[[ Supplied data, beginning ]]

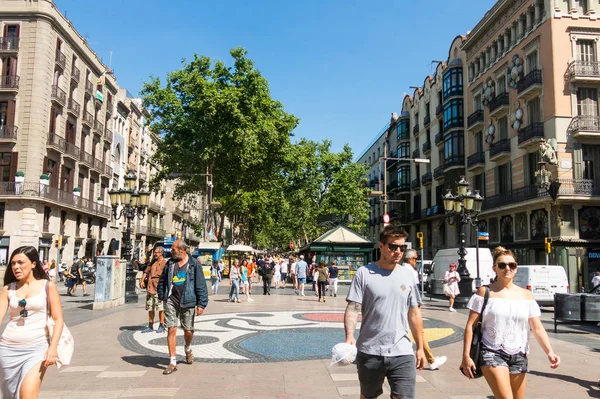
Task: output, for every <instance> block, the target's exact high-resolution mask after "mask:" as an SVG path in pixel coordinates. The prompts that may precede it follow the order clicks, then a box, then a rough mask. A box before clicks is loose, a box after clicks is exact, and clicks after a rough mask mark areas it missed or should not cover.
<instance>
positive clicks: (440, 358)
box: [429, 356, 448, 370]
mask: <svg viewBox="0 0 600 399" xmlns="http://www.w3.org/2000/svg"><path fill="white" fill-rule="evenodd" d="M446 360H448V358H447V357H446V356H440V357H436V358H435V361H434V362H433V363H429V370H437V369H439V368H440V366H442V365H443V364H444V363H446Z"/></svg>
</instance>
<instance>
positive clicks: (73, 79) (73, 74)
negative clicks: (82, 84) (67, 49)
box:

[[ Supplied data, end ]]

• [Task objective] Your answer must be a single number: the count of lines in these records that contain "clicks".

• [Exercise response] 4